From the entries below, count the lines with "woman". Write only the count.

- **Saved data entries**
--------

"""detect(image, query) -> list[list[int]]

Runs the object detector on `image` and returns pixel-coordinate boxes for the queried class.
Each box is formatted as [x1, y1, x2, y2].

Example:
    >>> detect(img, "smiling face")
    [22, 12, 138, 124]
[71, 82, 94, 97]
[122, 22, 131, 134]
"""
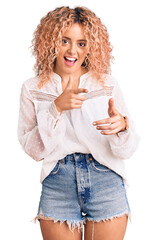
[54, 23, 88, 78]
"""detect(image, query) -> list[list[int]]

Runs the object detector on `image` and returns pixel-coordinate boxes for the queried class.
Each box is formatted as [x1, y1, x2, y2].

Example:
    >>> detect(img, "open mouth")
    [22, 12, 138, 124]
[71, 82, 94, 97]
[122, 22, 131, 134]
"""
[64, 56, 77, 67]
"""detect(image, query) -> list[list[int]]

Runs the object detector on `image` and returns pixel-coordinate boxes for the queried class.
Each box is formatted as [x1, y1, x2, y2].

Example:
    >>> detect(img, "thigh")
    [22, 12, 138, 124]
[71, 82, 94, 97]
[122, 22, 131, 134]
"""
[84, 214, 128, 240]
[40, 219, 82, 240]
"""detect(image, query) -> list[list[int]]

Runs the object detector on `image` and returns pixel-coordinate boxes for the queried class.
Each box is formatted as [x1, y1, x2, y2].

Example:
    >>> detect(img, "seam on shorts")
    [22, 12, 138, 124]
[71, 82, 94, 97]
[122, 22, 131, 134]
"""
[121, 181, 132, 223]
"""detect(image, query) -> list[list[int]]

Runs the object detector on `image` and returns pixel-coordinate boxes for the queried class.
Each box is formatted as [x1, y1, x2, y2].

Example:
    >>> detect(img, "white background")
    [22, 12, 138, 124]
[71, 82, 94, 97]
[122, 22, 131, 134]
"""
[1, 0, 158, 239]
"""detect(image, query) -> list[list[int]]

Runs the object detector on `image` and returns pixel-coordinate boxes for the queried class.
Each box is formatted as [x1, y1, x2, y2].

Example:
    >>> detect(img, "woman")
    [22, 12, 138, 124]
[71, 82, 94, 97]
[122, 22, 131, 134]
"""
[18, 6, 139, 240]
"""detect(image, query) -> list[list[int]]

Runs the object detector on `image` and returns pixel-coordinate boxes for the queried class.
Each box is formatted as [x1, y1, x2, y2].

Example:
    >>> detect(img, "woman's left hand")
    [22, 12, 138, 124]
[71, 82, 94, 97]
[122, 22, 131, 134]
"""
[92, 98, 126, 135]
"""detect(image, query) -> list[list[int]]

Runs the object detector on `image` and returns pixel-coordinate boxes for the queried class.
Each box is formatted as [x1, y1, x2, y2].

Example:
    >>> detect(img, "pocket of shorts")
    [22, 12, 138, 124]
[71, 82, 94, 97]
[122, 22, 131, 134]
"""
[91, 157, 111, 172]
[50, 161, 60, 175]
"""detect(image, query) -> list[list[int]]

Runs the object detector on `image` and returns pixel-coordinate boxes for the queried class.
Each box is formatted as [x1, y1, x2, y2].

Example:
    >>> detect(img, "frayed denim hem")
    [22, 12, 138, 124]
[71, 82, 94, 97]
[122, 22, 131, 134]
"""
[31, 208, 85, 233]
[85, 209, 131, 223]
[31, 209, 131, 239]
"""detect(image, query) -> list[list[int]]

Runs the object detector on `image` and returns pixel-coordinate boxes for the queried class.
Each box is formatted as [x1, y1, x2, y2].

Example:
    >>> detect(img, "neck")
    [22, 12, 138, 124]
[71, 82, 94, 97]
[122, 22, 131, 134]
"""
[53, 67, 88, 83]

--------

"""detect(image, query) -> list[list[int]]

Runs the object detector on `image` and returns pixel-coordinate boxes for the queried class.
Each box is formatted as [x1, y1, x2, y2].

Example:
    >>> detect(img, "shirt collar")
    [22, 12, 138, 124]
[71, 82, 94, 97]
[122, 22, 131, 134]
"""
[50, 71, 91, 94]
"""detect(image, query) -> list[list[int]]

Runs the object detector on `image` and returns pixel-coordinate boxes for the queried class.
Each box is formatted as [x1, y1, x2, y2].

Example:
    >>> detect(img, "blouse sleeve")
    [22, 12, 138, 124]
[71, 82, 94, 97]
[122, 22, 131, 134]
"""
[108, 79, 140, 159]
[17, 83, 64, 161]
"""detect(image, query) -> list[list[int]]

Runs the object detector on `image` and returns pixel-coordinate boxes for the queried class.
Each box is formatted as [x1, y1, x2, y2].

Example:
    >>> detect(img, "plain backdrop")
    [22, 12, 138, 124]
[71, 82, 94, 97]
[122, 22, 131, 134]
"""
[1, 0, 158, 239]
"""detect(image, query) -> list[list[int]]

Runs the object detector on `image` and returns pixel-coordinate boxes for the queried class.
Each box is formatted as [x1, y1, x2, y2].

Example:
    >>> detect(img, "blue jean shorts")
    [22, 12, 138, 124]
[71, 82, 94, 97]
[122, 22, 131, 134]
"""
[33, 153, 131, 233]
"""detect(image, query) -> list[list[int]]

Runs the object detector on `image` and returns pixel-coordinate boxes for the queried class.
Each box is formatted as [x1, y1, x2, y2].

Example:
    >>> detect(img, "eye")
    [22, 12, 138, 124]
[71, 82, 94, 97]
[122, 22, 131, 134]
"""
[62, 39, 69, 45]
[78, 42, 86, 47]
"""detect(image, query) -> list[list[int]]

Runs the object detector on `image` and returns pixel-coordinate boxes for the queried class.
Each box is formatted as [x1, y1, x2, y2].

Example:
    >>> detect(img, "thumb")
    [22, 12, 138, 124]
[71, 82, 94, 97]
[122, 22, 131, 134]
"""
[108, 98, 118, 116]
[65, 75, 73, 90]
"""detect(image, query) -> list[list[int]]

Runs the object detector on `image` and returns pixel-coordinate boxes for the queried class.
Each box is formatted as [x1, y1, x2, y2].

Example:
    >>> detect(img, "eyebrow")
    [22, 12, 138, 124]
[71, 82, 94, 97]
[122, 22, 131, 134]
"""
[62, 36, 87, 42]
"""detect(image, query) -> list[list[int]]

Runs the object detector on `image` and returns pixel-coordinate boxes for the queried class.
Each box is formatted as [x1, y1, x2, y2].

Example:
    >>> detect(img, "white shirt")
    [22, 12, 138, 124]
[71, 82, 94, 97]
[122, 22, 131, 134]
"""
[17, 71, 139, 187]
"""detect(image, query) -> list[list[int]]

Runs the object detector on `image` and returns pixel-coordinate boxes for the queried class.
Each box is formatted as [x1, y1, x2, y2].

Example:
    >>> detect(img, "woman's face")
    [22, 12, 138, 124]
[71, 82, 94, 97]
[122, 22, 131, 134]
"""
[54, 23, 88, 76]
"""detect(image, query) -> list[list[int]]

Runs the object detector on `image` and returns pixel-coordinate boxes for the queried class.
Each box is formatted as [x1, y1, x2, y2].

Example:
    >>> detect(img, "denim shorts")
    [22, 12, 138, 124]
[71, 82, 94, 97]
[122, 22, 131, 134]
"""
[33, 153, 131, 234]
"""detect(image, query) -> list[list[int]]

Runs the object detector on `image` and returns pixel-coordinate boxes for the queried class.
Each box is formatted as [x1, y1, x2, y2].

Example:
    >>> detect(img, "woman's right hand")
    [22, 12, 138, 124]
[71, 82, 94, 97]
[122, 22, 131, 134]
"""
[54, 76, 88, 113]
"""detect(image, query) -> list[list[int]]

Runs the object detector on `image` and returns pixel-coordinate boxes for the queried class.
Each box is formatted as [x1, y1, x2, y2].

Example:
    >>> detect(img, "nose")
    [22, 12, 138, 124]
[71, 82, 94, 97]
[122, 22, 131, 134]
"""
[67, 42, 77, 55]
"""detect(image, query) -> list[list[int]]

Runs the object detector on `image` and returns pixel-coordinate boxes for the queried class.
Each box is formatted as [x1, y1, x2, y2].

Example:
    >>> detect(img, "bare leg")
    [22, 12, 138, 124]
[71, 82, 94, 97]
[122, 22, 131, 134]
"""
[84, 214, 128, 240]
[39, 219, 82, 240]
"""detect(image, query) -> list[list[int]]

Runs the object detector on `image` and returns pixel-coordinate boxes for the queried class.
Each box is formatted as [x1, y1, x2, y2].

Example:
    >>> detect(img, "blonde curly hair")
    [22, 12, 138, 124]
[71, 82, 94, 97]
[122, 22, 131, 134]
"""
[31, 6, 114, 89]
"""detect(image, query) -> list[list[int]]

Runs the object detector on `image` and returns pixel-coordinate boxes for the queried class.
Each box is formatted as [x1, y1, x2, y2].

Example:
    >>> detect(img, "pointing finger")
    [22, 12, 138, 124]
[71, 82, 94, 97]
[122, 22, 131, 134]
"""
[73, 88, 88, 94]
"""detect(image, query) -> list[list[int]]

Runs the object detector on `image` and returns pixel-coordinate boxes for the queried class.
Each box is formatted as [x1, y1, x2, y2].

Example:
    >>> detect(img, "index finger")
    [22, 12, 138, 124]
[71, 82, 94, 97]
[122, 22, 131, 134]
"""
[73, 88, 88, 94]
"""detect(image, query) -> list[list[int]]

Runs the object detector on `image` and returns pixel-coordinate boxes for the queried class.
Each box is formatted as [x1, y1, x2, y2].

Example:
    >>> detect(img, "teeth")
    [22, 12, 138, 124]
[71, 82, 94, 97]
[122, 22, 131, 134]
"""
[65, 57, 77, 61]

--------

- **ANSWER BELOW**
4